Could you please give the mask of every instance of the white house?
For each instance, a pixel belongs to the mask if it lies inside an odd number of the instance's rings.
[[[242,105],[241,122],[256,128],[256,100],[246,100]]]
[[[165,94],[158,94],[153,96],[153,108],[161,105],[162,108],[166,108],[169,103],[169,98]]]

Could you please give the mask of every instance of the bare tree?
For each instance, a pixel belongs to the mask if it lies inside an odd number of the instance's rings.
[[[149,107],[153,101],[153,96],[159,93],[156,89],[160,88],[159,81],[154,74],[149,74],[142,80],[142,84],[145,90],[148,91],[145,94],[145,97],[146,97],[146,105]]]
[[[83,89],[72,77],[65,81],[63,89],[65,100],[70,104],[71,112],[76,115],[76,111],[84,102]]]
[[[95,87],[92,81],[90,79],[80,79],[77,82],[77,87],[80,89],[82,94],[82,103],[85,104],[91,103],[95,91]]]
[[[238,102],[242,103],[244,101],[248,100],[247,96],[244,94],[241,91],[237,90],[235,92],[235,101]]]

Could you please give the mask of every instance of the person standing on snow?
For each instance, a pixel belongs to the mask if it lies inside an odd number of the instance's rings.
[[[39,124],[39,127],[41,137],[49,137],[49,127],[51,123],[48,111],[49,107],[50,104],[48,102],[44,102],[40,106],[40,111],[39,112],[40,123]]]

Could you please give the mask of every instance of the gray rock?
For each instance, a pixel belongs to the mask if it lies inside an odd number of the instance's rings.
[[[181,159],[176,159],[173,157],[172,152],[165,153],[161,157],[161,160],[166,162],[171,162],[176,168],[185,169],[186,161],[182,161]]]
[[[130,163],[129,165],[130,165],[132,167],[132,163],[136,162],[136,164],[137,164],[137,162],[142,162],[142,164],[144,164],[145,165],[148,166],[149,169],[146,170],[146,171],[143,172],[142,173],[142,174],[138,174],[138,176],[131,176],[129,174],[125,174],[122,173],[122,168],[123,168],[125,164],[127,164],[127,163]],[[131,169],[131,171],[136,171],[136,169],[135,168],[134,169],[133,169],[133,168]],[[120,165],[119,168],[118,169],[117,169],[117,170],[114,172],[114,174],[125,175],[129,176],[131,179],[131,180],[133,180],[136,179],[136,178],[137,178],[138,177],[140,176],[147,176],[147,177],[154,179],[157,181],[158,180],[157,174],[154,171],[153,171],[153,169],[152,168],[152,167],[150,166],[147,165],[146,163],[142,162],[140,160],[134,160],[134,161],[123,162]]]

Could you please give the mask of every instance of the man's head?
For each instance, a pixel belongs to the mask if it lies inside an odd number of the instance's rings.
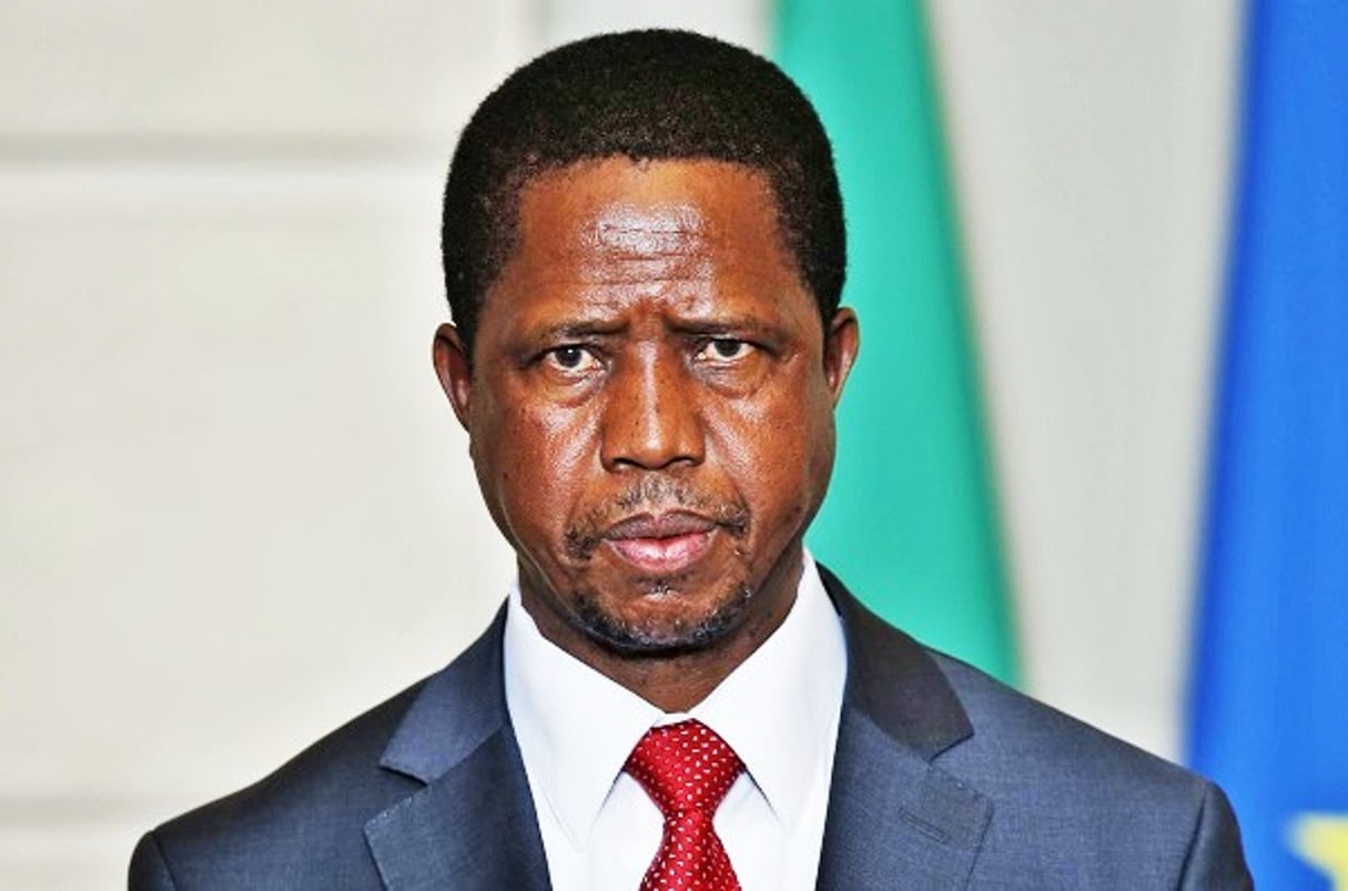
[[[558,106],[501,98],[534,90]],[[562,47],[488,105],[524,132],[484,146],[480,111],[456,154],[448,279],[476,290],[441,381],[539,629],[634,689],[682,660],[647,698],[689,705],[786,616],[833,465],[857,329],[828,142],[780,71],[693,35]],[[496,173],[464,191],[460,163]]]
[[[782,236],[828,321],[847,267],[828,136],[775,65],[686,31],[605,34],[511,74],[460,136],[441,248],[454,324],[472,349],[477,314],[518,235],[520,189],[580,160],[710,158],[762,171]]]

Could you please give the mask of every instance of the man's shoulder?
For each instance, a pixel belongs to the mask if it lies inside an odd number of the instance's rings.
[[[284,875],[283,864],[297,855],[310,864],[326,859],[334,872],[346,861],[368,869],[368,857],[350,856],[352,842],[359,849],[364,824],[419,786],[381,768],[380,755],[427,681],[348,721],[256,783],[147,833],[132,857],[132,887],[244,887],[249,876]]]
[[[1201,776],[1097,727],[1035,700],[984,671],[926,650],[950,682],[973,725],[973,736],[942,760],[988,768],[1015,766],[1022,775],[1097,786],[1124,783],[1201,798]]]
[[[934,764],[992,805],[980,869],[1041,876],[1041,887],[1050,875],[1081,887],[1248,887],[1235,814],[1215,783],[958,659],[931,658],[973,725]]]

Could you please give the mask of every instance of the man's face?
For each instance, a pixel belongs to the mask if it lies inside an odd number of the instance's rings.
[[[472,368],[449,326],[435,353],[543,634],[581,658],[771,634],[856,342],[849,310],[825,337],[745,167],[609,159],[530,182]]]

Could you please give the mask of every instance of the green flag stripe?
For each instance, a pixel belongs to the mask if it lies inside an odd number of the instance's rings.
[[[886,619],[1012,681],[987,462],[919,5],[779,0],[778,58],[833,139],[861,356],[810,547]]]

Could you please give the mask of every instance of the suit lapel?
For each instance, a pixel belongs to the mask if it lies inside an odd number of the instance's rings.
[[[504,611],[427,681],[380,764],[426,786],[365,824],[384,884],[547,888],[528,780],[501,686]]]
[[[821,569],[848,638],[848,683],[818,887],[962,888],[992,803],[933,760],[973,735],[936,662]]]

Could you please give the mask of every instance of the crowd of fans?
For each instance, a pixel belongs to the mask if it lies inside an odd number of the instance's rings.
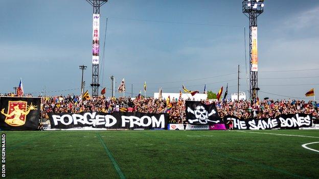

Exercise directions
Put everything from the line containing "green flag stripe?" down to the end of the records into a Markdown table with the columns Row and Line, numbering each non-blank line and leaving out blank lines. Leave the pictures out.

Written response
| Row | Line |
|---|---|
| 1 | Could you please give the mask of every instance of the green flag stripe? |
| 2 | For each instance, a pixel belongs to the mask if it lies inside an odd number of the instance's rings. |
| 3 | [[[886,619],[1012,681],[987,462],[919,5],[779,0],[778,58],[833,139],[861,356],[810,547]]] |
| 4 | Could you please give the mask of every instance of the suit lapel? |
| 5 | For each instance, a pixel belongs to the mask if it lies inside an odd number of the instance's rings. |
| 6 | [[[504,611],[427,681],[380,764],[426,786],[365,824],[384,884],[547,888],[528,780],[501,686]]] |
| 7 | [[[821,569],[848,638],[848,683],[818,887],[962,888],[992,803],[933,760],[973,735],[936,662]]] |
| 8 | Could you please give the mask of every instance of the crowd of fans? |
| 9 | For each instance, a pixel belongs to the mask if it lies inside an odd number of the instance's rings. |